* begin *
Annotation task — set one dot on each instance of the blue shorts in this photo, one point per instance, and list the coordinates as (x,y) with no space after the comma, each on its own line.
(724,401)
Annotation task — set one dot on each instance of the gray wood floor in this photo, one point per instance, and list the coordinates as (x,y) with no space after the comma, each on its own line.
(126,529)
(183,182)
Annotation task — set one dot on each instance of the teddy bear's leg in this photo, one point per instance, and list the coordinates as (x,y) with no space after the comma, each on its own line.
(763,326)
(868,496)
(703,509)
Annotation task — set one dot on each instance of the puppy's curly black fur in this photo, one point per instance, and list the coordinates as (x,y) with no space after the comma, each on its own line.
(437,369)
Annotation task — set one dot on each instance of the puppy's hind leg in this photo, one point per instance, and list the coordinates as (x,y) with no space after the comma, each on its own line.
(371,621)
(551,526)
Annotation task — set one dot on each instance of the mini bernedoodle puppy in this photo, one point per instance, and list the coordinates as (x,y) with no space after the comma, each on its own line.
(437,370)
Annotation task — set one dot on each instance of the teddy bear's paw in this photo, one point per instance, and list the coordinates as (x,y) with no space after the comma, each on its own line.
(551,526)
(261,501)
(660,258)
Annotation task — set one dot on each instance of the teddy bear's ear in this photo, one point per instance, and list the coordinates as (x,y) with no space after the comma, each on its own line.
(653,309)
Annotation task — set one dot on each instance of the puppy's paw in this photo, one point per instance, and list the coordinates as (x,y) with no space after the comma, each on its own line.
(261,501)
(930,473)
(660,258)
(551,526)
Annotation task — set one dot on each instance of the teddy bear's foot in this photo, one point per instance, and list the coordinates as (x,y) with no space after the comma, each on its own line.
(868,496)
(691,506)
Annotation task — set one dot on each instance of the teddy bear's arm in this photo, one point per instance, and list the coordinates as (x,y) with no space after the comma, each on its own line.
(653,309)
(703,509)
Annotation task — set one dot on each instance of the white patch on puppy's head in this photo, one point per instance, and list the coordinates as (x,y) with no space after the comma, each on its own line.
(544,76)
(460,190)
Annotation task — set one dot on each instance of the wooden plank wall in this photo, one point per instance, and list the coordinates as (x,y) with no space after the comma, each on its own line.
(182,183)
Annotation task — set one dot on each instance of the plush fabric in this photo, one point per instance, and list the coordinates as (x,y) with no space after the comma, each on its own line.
* end *
[Goal]: Reproduce the entries starting with the line containing "of the white" and going on through the end of the entries, including the labeling requests, and offset every coordinate value in the answers by -24.

[The completed task]:
Annotation task — set one dot on each instance of the white patch on puppy's head in this photo, one point per instance, and list the coordinates as (x,y) with no space after the comma, each on its own line.
(520,52)
(436,166)
Annotation task — set one dot on each instance of the wooden plank wall in this photo, one point per instance, and list the coordinates as (x,y) with no space after the comma, each on its own line.
(158,159)
Annotation task — set one dot on each instance of the plush fabric in this photo, one point per instance, and list the coordinates as (x,y) with no space after the comma, each on its own line.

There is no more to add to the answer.